:: OBJECTIVE ::
Transcribe the segment results passage verbatim, starting at "Table of Contents" and ending at "power delivery work.".

The segment gross margin was 4.5% for the six months ended December 31, 2023 compared to a gross margin of 6.6% in the same period last year. Strong direct margins during the period were offset by under-recovery of construction overhead costs. We have allocated additional resources to this segment to support recent awards and additional revenue in the fourth quarter of fiscal 2024. As these revenues increase, we expect to reach full recovery of construction overhead costs in the second half of fiscal 2024. The fiscal 2023 segment gross margin was positively impacted by strong project execution, partially offset by low revenue volume, which led to under-recovery of construction overhead costs.
-22-


Table of Contents

Utility and Power Infrastructure
Revenue for the Utility and Power Infrastructure segment was $72.5 million in the six months ended December 31, 2023 compared to $95.4 million in the same period last year. The decrease is primarily due to a decrease in of power generation and power delivery work.
The segment gross margin was 7.0% for the six months ended December 31, 2023 compared to a gross margin of 4.3% in the same period last year. The segment gross margin for the first half of fiscal 2024 was positively impacted by strong project execution which led to favorable project closeouts. This was partially offset by the under-recovery of construction overhead costs due low revenue volumes. The segment gross margin for second quarter ended December 31, 2023 was negatively impacted by previously-booked projects with reduced gross margins awarded in a highly competitive time period.
Process and Industrial Facilities
Revenue for the Process and Industrial Facilities segment was $146.4 million in the six months ended December 31, 2023 compared to $167.4 million in the same period last year. Decreases in revenue volumes from midstream gas processing, industrial facilities, mining and minerals, and refinery turnarounds work were partially offset by increases in work for a renewable energy facility and thermal vacuum chambers.

:: GIVEN MATERIAL ::
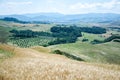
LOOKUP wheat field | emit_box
[0,45,120,80]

:: COMPLETE OUTPUT ::
Table of Contents

Utility and Power Infrastructure
Revenue for the Utility and Power Infrastructure segment was $72.5 million in the six months ended December 31, 2023 compared to $95.4 million in the same period last year. The decrease is primarily due to a decrease in of power generation and power delivery work.